What you need to do
a) Decide whether each statement agrees with the message below. Answer yes or no for each, and quote the words from the message that settle it.
(i) A CS professor suggested inverting the if statement.
(ii) The person who inverted the if statement is in a computer science program.
(iii) With the inverted statement, run times went back to around 20 minutes.
b) According to the message below, how many times is the "^" function unnecessarily called on each pass through the loop?
c) Transcribe everything in the message below from "Anyway, with the" down to "sort for him.)".

Excerpt
____
On Oct 28, 2010, at 11:52 AM, Michael D wrote:

Mike, I'm not sure what you mean about removing foo but I think the method is sound in diagnosing a program issue and the results speak for themselves.

I did invert my if statement at the suggestion of a CS professor (who also suggested recoding in C, but I'm in an applied math program and haven't had
the time to take programming courses, which i know would be helpful)

Anyway, with the statement as:

if( !(k %in% c(10^4,10^5,10^6,10^7)) ){
#do nothing
} else {
q <- q+1
Out[[q]] <- M
}

run times were back to around 20 minutes.

Have you tried replacing all of those 10^x operations with their integer equivalents, c(10000L, 100000L, 1000000L)? Each time through the loop you are unnecessarily calling the "^" function 4 times. You could also omit the last one. 10^7, during testing since M at the last iteration (k=10^7) would be the final value and you could just assign the state of M at the end. So we have eliminated 4*10^7 unnecessary "^" calls and 10^7 unnecessary comparisons. (The CS professor is perhaps used to having the C compiler do all thinking of this sort for him.)
____
Dataset extract
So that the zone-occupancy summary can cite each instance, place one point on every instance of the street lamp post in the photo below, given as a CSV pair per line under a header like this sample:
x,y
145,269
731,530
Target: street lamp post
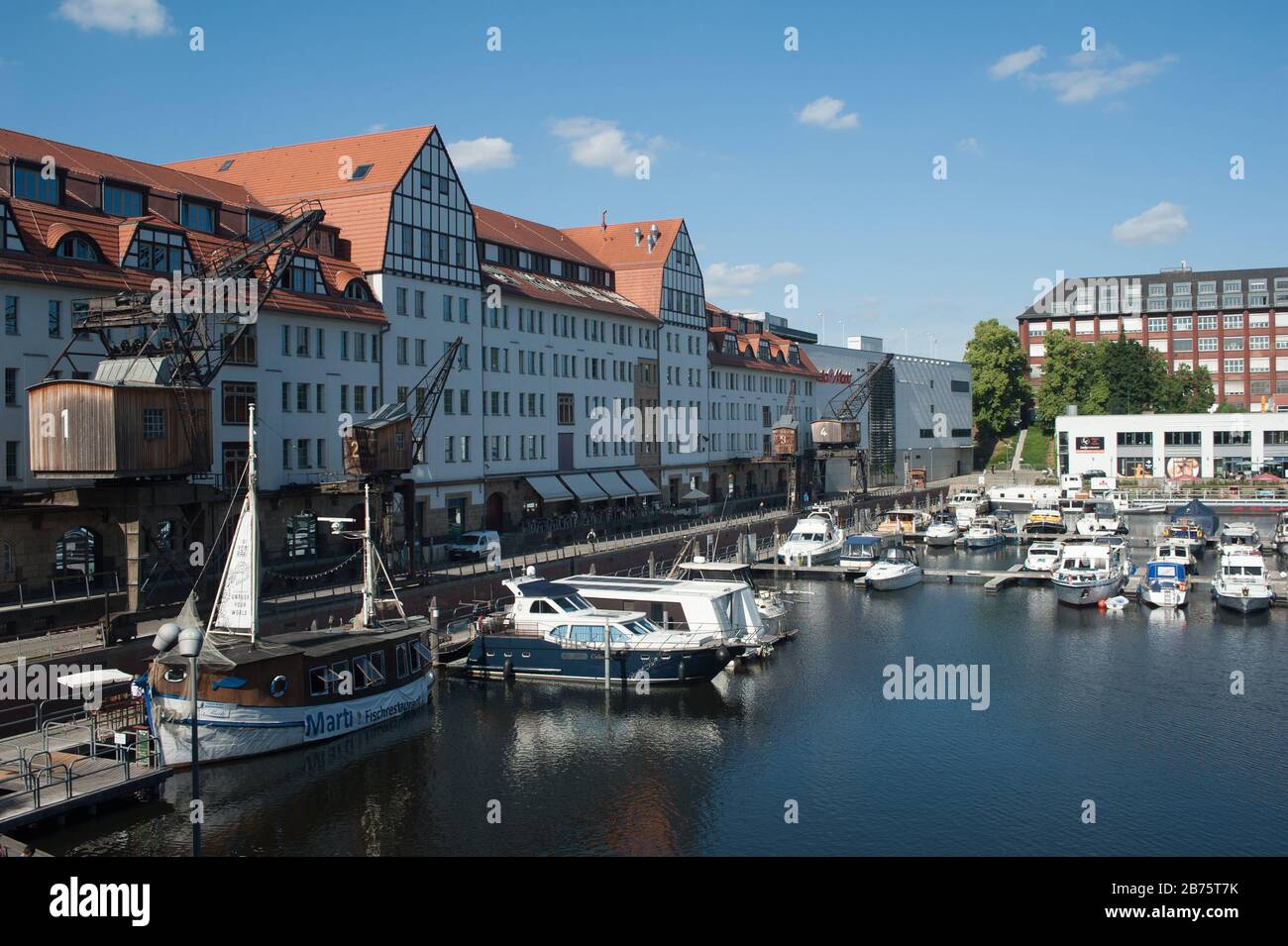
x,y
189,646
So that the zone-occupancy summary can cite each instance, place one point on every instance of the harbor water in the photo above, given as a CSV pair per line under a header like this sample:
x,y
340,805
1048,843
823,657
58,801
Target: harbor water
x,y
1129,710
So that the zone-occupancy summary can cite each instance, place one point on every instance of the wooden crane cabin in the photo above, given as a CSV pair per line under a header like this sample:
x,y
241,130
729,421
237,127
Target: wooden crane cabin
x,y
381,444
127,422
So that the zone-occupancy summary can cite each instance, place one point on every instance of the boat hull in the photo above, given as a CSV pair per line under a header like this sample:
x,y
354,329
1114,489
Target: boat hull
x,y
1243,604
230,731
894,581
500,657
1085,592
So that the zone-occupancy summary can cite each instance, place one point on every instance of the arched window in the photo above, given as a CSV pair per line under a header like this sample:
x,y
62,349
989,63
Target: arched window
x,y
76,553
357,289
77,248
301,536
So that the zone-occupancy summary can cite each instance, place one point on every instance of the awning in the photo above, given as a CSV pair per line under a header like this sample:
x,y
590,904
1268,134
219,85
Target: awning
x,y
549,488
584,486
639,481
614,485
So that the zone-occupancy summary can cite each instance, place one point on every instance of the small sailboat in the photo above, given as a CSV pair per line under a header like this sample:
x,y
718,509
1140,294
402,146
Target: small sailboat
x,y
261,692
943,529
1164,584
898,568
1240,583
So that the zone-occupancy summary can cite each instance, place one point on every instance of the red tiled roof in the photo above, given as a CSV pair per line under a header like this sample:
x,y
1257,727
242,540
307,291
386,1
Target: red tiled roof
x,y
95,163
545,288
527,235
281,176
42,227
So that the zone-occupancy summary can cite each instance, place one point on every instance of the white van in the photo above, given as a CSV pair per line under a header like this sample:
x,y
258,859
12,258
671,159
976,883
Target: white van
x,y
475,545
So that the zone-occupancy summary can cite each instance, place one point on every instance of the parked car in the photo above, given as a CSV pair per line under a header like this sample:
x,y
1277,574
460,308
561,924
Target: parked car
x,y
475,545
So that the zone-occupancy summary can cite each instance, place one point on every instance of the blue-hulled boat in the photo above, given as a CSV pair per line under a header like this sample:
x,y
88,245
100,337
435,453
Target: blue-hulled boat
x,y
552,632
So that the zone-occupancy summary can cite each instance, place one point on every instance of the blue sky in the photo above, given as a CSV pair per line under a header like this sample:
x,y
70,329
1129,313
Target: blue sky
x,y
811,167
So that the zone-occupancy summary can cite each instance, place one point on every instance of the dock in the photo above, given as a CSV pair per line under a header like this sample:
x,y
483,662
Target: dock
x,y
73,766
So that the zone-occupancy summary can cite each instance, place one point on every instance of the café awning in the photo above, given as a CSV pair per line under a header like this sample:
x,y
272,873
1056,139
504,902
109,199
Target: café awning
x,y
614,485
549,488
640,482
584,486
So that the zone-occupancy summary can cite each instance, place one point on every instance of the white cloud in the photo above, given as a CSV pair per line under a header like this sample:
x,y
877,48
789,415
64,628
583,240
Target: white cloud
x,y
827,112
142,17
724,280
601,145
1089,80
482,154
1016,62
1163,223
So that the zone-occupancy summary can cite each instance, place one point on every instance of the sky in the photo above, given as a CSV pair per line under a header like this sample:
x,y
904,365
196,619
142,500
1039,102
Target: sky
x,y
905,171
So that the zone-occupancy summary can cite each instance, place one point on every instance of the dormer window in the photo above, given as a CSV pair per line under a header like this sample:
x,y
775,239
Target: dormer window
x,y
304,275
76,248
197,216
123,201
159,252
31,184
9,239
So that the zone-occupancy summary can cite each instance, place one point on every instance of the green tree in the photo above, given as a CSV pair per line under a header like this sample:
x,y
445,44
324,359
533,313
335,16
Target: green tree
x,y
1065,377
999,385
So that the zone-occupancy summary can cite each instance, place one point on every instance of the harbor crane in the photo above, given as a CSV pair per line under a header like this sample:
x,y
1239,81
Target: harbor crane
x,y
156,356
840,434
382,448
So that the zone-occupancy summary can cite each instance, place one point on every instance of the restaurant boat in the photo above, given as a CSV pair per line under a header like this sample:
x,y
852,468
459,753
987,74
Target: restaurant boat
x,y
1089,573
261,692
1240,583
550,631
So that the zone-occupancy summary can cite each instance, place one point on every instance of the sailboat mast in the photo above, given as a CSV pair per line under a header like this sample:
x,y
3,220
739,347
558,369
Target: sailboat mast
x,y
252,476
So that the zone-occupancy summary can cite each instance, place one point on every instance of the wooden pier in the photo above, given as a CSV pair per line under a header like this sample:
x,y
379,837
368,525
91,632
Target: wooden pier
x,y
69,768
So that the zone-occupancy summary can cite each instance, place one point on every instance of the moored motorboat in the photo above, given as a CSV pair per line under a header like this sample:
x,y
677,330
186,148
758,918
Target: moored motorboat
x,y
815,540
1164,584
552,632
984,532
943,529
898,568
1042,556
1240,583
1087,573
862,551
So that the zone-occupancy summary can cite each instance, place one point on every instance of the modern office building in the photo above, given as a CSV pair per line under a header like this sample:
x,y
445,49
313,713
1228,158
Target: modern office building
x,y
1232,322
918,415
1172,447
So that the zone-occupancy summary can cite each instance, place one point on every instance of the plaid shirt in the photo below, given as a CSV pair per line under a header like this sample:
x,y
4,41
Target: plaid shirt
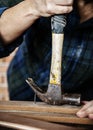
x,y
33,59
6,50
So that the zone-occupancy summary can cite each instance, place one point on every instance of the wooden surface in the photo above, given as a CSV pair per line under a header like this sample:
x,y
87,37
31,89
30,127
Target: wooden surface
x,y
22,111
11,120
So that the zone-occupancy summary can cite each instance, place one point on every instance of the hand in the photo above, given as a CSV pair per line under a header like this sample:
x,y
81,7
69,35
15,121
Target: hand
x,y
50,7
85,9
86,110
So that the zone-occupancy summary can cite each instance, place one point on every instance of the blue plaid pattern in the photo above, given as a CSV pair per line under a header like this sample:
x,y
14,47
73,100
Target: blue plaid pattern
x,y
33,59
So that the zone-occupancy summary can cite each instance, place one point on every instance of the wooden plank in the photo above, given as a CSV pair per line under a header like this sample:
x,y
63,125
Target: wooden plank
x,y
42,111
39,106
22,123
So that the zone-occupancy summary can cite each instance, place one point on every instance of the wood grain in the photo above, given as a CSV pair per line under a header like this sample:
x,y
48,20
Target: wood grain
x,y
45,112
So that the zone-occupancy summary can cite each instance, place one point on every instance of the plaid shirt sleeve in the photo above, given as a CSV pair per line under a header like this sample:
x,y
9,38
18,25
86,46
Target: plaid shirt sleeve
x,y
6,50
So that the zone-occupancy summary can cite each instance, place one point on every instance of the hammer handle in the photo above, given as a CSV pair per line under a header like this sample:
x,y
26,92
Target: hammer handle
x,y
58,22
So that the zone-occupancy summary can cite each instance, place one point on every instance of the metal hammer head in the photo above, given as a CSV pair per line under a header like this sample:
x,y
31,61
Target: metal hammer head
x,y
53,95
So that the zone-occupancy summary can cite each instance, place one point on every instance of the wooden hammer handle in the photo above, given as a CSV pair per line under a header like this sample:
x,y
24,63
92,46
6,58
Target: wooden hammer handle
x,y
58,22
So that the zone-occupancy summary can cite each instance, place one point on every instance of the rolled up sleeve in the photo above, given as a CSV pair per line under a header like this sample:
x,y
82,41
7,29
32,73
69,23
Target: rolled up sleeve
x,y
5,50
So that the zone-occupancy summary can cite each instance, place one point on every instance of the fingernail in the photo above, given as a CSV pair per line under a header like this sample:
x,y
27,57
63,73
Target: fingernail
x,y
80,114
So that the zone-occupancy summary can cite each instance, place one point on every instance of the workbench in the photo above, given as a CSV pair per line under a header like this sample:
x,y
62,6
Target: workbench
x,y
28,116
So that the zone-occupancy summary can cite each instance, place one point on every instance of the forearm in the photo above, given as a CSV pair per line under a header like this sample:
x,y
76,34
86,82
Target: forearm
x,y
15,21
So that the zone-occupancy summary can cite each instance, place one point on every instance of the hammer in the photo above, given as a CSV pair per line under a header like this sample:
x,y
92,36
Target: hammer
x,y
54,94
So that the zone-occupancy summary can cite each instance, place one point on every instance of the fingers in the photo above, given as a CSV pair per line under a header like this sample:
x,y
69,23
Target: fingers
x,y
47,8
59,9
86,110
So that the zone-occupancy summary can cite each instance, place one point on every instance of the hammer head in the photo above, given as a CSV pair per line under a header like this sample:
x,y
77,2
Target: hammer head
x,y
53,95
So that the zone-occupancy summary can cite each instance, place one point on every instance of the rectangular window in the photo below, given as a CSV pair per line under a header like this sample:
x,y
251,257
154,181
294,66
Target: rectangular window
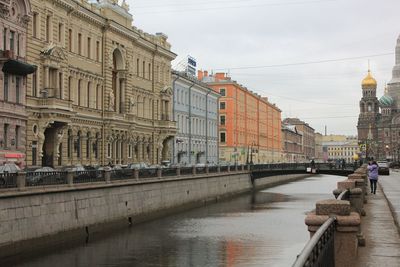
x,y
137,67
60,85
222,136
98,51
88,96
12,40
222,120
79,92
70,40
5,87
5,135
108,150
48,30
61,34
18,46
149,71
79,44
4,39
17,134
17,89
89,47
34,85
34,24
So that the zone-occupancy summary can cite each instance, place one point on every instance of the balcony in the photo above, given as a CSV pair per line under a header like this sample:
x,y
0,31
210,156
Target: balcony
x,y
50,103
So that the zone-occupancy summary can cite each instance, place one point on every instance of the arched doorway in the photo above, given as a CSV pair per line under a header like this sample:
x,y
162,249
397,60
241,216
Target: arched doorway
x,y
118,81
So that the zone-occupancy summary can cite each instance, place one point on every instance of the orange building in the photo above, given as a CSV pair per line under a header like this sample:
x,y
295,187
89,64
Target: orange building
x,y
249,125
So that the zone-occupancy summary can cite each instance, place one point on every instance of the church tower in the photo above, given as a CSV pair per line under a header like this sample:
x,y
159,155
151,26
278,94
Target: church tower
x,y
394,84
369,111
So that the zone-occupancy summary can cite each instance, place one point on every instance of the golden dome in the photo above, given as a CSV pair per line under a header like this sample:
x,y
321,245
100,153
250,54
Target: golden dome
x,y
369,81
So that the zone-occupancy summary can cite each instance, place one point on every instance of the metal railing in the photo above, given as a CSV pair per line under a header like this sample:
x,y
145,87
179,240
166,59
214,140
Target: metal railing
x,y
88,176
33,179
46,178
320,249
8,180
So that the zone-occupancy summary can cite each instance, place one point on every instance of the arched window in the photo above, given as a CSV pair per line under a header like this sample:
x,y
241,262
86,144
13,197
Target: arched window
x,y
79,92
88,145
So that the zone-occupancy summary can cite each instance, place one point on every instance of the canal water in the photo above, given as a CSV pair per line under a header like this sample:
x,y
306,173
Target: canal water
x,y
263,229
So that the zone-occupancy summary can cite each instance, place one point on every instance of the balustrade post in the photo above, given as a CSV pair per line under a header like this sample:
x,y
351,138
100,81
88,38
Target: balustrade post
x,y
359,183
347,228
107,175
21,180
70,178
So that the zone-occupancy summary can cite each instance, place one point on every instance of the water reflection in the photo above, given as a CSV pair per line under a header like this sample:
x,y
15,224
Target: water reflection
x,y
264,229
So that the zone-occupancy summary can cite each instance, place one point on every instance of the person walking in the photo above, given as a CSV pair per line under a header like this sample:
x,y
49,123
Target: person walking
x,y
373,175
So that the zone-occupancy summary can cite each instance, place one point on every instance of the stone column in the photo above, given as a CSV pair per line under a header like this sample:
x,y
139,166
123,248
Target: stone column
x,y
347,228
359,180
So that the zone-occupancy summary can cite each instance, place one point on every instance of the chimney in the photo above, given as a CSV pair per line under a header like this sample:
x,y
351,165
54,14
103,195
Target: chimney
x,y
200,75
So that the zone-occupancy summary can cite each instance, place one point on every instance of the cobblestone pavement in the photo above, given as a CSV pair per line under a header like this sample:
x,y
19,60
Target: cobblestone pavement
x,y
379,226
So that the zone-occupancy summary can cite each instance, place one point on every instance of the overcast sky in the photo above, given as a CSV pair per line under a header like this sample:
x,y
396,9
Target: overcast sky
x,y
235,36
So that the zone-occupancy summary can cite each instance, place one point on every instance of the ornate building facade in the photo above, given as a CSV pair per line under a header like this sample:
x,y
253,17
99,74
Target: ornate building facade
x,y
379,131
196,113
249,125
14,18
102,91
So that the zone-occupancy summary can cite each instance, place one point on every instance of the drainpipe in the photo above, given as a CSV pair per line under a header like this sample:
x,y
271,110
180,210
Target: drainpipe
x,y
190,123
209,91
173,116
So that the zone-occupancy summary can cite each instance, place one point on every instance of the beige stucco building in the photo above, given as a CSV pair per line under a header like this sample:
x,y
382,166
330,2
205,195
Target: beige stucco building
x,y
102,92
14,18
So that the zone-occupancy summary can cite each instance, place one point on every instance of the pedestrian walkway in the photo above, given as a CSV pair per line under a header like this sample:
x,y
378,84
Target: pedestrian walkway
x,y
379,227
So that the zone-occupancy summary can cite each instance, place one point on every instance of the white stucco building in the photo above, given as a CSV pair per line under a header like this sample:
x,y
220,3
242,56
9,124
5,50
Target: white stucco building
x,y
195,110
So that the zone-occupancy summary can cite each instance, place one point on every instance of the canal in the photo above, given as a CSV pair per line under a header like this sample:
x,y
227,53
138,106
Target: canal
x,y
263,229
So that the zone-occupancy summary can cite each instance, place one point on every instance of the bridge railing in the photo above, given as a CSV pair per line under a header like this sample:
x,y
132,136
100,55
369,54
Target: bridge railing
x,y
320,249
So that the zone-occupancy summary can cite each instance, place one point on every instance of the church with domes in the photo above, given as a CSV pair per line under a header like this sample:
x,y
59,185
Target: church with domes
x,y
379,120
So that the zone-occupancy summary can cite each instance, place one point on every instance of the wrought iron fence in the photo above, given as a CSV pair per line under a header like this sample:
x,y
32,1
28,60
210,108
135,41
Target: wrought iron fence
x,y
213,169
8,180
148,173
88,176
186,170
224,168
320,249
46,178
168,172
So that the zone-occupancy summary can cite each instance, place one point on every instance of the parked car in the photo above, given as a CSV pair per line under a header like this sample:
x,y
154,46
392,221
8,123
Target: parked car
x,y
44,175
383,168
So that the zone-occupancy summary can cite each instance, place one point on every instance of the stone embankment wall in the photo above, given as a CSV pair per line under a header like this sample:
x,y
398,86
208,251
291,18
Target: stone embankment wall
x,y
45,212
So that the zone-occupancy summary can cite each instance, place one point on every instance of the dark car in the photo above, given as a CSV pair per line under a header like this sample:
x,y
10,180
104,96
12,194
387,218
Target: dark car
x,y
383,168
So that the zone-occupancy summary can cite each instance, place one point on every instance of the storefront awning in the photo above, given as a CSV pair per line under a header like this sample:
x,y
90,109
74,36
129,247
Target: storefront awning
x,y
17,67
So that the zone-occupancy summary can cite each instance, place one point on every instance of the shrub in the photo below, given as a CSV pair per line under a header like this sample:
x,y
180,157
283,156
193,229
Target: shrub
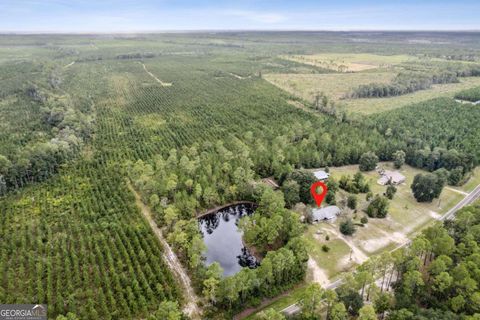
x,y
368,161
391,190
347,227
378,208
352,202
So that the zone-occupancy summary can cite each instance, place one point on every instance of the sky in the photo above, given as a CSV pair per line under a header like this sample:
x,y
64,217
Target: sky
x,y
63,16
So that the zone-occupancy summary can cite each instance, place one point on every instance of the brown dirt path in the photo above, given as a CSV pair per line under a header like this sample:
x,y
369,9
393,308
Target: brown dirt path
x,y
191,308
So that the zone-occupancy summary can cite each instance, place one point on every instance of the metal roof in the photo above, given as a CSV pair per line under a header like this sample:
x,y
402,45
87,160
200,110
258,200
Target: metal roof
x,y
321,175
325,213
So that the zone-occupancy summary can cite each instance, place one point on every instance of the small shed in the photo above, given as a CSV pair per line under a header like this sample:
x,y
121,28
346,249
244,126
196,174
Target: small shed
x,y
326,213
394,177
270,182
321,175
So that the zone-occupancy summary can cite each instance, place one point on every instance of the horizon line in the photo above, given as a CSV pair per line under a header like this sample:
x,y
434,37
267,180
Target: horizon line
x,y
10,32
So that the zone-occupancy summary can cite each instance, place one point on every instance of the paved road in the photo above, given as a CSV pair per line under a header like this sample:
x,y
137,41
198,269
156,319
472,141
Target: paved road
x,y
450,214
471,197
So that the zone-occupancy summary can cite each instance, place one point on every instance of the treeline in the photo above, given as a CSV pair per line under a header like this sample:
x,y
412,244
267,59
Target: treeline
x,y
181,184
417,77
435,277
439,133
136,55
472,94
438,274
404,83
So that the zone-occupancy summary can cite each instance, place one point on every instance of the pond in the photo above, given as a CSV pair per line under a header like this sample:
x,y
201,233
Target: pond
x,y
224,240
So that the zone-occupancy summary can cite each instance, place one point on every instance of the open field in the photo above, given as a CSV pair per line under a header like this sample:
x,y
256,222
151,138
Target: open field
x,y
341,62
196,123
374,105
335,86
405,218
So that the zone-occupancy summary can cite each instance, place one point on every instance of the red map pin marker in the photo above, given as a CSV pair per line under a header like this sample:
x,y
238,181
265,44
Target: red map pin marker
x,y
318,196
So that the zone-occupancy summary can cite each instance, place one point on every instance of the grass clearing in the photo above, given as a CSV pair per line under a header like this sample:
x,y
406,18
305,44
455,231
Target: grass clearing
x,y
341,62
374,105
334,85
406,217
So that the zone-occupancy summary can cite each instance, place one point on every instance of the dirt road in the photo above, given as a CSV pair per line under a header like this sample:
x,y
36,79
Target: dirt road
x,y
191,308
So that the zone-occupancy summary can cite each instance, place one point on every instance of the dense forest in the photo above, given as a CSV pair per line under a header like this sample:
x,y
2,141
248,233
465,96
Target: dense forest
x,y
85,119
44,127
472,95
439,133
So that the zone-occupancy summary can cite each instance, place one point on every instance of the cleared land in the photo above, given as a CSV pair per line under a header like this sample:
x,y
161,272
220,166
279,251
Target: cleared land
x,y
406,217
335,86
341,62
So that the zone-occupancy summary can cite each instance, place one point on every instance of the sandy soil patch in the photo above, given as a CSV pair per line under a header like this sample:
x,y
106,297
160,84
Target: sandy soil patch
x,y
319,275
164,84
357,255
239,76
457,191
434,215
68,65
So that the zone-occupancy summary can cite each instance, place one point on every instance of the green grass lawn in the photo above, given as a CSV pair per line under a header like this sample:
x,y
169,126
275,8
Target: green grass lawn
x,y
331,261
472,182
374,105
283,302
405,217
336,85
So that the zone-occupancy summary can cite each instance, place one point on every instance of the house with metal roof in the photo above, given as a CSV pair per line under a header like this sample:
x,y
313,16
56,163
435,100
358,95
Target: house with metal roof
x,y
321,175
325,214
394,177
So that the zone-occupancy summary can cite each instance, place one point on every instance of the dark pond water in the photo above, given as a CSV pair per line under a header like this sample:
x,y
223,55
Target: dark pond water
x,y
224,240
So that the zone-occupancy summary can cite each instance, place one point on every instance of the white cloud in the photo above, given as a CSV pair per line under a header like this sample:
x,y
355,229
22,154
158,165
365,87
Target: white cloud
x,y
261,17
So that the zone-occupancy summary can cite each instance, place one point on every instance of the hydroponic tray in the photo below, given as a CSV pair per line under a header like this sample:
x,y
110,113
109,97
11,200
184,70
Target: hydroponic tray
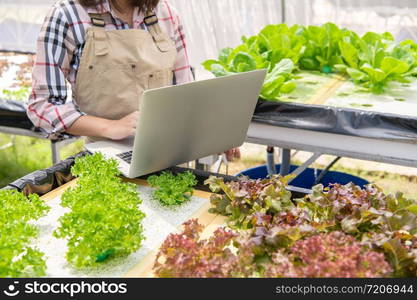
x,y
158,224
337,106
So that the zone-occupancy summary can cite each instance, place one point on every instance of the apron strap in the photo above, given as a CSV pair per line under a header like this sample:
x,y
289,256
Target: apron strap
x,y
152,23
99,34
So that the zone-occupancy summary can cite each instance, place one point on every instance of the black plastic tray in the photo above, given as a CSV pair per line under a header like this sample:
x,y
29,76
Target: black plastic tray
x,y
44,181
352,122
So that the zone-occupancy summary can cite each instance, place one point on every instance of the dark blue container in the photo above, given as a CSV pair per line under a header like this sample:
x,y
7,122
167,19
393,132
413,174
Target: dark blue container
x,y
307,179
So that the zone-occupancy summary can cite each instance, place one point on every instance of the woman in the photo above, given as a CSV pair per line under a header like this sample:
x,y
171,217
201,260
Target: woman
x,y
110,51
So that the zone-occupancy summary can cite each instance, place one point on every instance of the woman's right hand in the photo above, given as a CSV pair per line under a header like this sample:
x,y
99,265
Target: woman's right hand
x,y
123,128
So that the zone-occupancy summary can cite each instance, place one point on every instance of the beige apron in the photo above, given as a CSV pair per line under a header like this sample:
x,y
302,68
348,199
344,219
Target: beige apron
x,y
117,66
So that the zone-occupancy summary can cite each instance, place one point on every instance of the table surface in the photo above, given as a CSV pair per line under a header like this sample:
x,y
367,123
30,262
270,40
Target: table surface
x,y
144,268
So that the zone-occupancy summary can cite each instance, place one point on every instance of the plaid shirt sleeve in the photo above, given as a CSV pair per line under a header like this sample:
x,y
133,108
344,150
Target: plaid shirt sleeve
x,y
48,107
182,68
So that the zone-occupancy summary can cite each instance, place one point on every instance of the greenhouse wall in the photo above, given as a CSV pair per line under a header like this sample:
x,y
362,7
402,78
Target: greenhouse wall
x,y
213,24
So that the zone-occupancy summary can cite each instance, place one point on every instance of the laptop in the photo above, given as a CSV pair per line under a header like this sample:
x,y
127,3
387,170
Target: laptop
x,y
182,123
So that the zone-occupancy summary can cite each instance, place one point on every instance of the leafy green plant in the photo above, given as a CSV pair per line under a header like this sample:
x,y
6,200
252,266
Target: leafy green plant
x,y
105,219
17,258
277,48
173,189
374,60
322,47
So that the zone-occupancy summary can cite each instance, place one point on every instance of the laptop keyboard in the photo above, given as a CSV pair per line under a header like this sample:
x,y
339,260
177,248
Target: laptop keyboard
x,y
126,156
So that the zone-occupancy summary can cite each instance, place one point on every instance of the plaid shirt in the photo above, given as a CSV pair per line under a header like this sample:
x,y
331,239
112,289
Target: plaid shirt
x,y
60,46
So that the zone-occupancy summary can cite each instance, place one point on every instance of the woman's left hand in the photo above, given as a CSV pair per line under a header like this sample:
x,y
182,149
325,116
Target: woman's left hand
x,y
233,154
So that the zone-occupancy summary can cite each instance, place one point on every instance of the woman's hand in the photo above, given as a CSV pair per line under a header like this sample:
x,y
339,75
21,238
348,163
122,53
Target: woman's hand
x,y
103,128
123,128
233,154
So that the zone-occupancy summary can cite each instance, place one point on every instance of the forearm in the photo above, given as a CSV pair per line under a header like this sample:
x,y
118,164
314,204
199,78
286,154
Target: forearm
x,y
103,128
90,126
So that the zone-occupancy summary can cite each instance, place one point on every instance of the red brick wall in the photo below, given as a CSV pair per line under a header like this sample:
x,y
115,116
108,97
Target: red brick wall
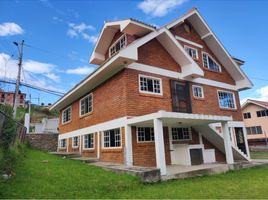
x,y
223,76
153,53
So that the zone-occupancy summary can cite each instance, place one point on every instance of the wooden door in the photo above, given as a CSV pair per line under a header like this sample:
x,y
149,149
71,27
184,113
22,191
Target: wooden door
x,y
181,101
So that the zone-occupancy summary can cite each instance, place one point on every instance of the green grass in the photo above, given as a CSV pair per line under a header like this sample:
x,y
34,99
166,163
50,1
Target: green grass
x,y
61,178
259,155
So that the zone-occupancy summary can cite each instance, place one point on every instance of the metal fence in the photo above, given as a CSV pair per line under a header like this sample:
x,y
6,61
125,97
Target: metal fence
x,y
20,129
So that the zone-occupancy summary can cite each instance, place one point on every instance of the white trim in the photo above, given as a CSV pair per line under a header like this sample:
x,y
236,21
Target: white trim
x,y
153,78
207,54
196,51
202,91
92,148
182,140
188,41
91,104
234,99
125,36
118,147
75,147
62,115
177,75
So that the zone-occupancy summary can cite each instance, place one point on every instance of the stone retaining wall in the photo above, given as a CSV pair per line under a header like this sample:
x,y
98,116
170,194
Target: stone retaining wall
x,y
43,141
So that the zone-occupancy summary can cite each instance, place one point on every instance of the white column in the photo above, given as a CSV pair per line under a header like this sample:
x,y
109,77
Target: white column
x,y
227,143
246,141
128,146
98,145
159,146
____
Task results
a)
(i) Yes: "I did invert my if statement at the suggestion of a CS professor"
(ii) No: "I'm in an applied math program"
(iii) Yes: "run times were back to around 20 minutes."

b) Four times.

c)
Anyway, with the statement as:

if( !(k %in% c(10^4,10^5,10^6,10^7)) ){
#do nothing
} else {
q <- q+1
Out[[q]] <- M
}

run times were back to around 20 minutes.

Have you tried replacing all of those 10^x operations with their integer equivalents, c(10000L, 100000L, 1000000L)? Each time through the loop you are unnecessarily calling the "^" function 4 times. You could also omit the last one. 10^7, during testing since M at the last iteration (k=10^7) would be the final value and you could just assign the state of M at the end. So we have eliminated 4*10^7 unnecessary "^" calls and 10^7 unnecessary comparisons. (The CS professor is perhaps used to having the C compiler do all thinking of this sort for him.)